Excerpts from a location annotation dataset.
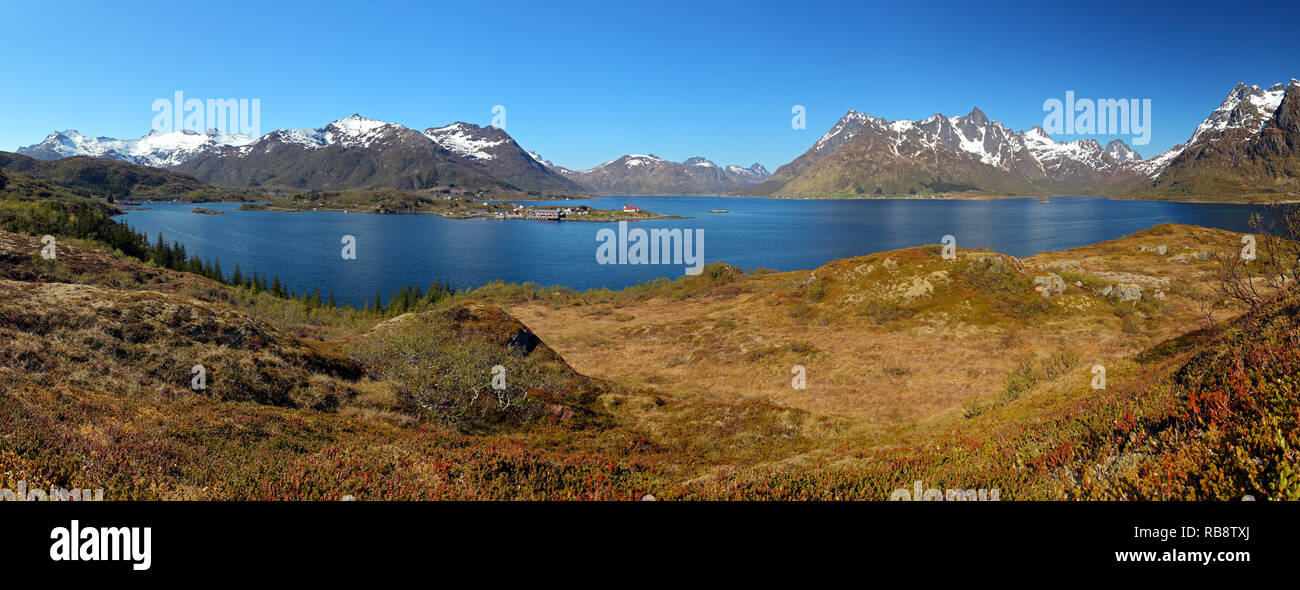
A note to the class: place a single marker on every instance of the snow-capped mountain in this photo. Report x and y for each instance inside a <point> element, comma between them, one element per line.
<point>352,152</point>
<point>872,156</point>
<point>1248,144</point>
<point>495,152</point>
<point>159,150</point>
<point>650,174</point>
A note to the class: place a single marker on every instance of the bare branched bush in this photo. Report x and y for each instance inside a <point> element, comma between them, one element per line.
<point>1275,264</point>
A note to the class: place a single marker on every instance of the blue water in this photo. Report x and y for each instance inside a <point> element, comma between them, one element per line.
<point>783,234</point>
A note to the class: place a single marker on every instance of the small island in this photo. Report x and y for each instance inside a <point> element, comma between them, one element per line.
<point>390,202</point>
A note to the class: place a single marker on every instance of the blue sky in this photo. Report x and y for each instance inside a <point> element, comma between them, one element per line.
<point>586,82</point>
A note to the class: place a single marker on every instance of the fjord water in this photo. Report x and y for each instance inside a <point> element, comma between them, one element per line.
<point>783,234</point>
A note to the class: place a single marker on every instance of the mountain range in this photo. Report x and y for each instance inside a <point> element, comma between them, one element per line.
<point>1247,146</point>
<point>638,174</point>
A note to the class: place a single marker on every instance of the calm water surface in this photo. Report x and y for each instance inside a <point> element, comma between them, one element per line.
<point>783,234</point>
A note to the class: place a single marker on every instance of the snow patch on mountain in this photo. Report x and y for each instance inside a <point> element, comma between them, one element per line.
<point>154,150</point>
<point>464,141</point>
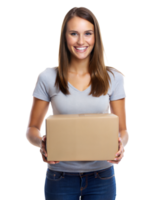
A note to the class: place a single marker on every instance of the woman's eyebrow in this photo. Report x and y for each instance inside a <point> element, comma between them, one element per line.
<point>77,31</point>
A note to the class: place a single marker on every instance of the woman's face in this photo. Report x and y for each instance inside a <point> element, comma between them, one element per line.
<point>80,33</point>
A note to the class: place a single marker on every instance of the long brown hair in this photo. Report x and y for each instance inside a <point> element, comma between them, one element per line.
<point>97,67</point>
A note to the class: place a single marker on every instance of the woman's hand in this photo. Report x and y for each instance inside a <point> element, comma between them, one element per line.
<point>42,151</point>
<point>120,155</point>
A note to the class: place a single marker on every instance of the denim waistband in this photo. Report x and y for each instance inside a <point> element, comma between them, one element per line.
<point>77,174</point>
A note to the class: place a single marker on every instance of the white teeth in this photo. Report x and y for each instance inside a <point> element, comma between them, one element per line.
<point>81,48</point>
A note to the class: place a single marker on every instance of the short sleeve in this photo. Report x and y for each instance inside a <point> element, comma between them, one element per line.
<point>41,88</point>
<point>119,87</point>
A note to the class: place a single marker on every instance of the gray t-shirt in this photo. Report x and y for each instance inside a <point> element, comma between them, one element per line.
<point>78,102</point>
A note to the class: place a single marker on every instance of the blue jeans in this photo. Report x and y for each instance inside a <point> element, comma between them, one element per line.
<point>97,185</point>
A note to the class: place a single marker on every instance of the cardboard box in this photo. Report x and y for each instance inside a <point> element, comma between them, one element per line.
<point>81,137</point>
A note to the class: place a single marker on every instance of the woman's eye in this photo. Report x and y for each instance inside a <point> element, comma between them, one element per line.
<point>76,33</point>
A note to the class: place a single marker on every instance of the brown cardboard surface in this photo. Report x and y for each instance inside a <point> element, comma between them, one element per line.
<point>81,137</point>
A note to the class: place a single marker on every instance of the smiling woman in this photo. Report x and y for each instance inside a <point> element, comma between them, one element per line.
<point>81,83</point>
<point>80,28</point>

Instructions for the task. Could you reproduce every one of the rows above word for word, leaving out the pictures?

Final result.
A note to the class: place a single marker on every instance of the snow-capped mountain in this photo. Report x and y for each instance inside a <point> element, comma between them, one element per line.
<point>352,152</point>
<point>872,156</point>
<point>1248,144</point>
<point>495,152</point>
<point>159,150</point>
<point>650,174</point>
A note to the class: place a single marker on every instance of the bare branched bush in this photo. Report x and y for each instance inside a <point> element, comma between them, one element per line.
<point>1275,264</point>
A note to the class: place a single marker on every instance of the blue water in this photo. Report x and y for each instance inside a <point> element, comma between them, one element per line.
<point>783,234</point>
A note to the class: place a single marker on every instance of the small island in this photo. Report x and y for each instance inside a <point> element, comma between them, one element per line.
<point>390,202</point>
A note to the class: place a single marker on every instance of the blue sky in this photo. Report x and y for each instance inside a <point> element, comma between them, one element per line.
<point>586,82</point>
A note to the class: place a single marker on every instance of the fjord water in this photo. Report x and y for each instance inside a <point> element, comma between them, one element per line.
<point>783,234</point>
A note to the class: place a single marker on every instance of the mountain range in this photo. Report x and y for each instance inside a <point> element, comma between them, one element per line.
<point>1247,146</point>
<point>638,174</point>
A note to the class: place a single marker on every instance of the calm water surface in this photo. Report x and y for each instance inside a <point> element, comma between them, one element per line.
<point>783,234</point>
A note to the class: place a single marker on every instance of the snow patch on mountain in this photo. Report x and y for each instance inside a <point> element, comma between them, one element per line.
<point>154,150</point>
<point>464,141</point>
A note to the class: place a single marker on every instance of the woman's eyebrow in this photo. Report x and y for each instance inside a <point> element, comma between them, one element per line.
<point>77,31</point>
A note to the class: place a single marker on every instance of the woman's face in this photo. Report x and y for each instance inside a <point> element, comma between them, one element per line.
<point>80,33</point>
A note to the class: place a single marker on every instance of the long brown hair in this photo. Report x and y for each instance inside a <point> element, comma between them, one element per line.
<point>97,67</point>
A note to the class: place a single marker on every instance of the woman's hand in this photo. Report x and y for each instance inside a <point> element, comma between them, one element per line.
<point>42,151</point>
<point>120,155</point>
A note to the class: place a single marker on every instance of the denim waistband in this photo. Report x and y for each instance inside a <point> element, comma between them, one element per line.
<point>77,174</point>
A note to the class: place a single marker on every instance of the white teeth in this photo. Report x and y for each instance inside a <point> element, comma between them, one element per line.
<point>81,48</point>
A note to the class: place a single marker on every instance of the short sleeve in this photo. Report x and y for each instance inside a <point> element, comma between them, one element per line.
<point>41,88</point>
<point>119,87</point>
A note to the class: place a single marker on every instance of the gray t-shirt in this photo. Report x and y for each instance inside a <point> element, comma between them, one element per line.
<point>78,102</point>
A note to the class: place a single marker on every instance of the blue jeans in this photo. Report x and y for each instance inside a <point> element, comma between them, one element per line.
<point>97,185</point>
A note to the class: place a single marker on every instance of the cardboard box in this photo. Report x and y for each instance inside a <point> element, comma between them, one element per line.
<point>81,137</point>
A note to the class: place a single marker on every instance of the woman's eye in this photo. Report x and y for each instance inside a <point> element, comma between them, one element per line.
<point>76,33</point>
A note to the class: place a single marker on every instance of the brown cardboard surface in this photo. Report x and y for each instance inside a <point> element, comma between them, one element per line.
<point>81,137</point>
A note to the class: place a single marker on every instance of the smiling woman in this photo. Report x and y for each instance inside a <point> element, comma between them, one element per line.
<point>81,83</point>
<point>80,28</point>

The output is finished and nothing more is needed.